(Your objective)
With the line containing "metal in the photo above." as the starting point, output the remaining lines of the data exactly as they are, through the last.

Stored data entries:

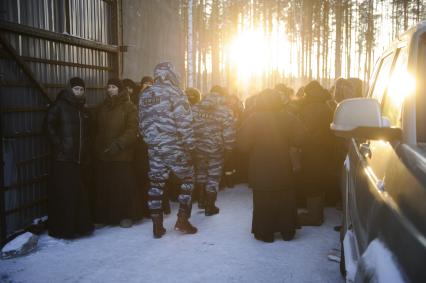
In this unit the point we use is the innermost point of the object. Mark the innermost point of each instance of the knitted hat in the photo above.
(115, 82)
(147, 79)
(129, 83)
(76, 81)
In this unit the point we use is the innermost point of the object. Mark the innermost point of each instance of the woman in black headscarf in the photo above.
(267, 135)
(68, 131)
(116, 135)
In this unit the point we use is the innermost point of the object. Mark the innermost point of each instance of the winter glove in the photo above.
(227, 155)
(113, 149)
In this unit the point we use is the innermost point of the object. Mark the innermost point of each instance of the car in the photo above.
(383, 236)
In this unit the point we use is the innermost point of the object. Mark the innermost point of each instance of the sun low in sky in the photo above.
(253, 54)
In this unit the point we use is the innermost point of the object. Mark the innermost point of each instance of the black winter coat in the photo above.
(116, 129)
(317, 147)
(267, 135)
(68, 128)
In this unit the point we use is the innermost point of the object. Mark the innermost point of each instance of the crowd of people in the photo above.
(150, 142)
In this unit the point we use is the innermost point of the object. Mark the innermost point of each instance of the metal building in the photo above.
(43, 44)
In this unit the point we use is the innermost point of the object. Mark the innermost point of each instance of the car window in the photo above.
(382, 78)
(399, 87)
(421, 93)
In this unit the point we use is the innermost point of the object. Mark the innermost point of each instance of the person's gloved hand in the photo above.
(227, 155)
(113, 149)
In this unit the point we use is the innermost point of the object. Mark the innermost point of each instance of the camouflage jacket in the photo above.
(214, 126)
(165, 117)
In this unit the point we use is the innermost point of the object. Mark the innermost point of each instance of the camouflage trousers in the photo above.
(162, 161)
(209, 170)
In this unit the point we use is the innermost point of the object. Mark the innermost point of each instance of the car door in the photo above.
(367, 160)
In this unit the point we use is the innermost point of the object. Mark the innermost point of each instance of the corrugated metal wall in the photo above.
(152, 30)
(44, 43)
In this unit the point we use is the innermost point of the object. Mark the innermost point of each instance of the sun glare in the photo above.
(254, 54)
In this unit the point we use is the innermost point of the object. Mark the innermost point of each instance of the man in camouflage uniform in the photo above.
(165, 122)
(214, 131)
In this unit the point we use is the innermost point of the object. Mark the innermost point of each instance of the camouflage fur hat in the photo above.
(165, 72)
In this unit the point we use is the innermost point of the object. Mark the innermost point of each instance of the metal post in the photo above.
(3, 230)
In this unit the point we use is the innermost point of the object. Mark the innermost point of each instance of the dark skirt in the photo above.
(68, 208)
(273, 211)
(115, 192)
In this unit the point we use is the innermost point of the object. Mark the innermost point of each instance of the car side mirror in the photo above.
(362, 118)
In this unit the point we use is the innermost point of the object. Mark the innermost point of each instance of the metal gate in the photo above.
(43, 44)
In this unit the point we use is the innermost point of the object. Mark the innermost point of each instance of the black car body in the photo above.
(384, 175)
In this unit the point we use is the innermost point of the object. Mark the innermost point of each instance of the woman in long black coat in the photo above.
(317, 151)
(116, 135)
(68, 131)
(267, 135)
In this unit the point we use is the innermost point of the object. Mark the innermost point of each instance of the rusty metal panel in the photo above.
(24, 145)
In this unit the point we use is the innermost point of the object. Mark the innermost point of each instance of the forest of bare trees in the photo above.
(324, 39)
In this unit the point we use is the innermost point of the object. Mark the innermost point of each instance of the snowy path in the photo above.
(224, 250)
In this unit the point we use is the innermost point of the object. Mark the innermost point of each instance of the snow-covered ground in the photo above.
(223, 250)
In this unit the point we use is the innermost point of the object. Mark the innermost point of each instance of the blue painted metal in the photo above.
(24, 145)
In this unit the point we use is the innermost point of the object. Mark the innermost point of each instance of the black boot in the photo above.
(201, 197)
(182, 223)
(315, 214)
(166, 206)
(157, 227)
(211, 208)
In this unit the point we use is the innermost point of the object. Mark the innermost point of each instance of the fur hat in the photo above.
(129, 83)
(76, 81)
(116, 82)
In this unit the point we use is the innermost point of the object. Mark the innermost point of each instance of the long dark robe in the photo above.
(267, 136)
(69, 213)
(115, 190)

(Expected answer)
In this unit the point we use is the innermost point of the object. Mark the innermost point of each instance of the blue painted metal in the photo above.
(24, 145)
In this unit the point we use is the innermost point of the object. Mark the innermost point of each instance of the black boot in the photo above.
(201, 197)
(182, 223)
(315, 214)
(166, 206)
(157, 227)
(211, 208)
In this unit the point we use is the innermost point of the object. Mark the innermost point of each instance of the fur hat in the photo above.
(129, 83)
(76, 81)
(116, 82)
In this unit the point we use is the innermost point of the object. Mark the innermost point of each instance of the long dark robe in the photo above.
(267, 136)
(69, 213)
(115, 190)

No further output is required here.